## Work to do
Please pull out every line of the records below that contains the word "item", and copy each one in full. Case counts.

[start of Task material]

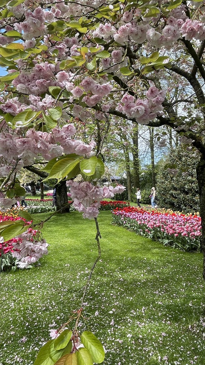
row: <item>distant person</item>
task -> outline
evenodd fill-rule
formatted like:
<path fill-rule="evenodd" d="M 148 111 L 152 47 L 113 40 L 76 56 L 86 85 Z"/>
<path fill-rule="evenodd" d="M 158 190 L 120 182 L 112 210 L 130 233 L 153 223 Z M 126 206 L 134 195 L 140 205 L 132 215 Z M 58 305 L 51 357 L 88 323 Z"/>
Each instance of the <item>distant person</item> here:
<path fill-rule="evenodd" d="M 25 207 L 26 208 L 26 207 L 27 207 L 27 204 L 26 204 L 25 200 L 25 199 L 26 199 L 26 195 L 24 195 L 24 196 L 22 196 L 22 198 L 23 199 L 21 201 L 22 207 L 23 207 L 23 205 L 25 205 Z"/>
<path fill-rule="evenodd" d="M 141 206 L 140 204 L 140 201 L 141 199 L 141 191 L 139 188 L 138 188 L 137 189 L 136 195 L 137 196 L 137 203 L 138 203 L 138 206 L 140 208 Z"/>
<path fill-rule="evenodd" d="M 151 198 L 151 205 L 153 208 L 157 207 L 157 204 L 156 204 L 155 201 L 156 193 L 155 188 L 152 188 L 151 190 L 151 193 L 150 195 L 150 197 Z"/>
<path fill-rule="evenodd" d="M 53 206 L 56 206 L 56 189 L 55 188 L 53 190 Z"/>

[end of Task material]

## Right answer
row: <item>distant person</item>
Each instance of the <item>distant person</item> here:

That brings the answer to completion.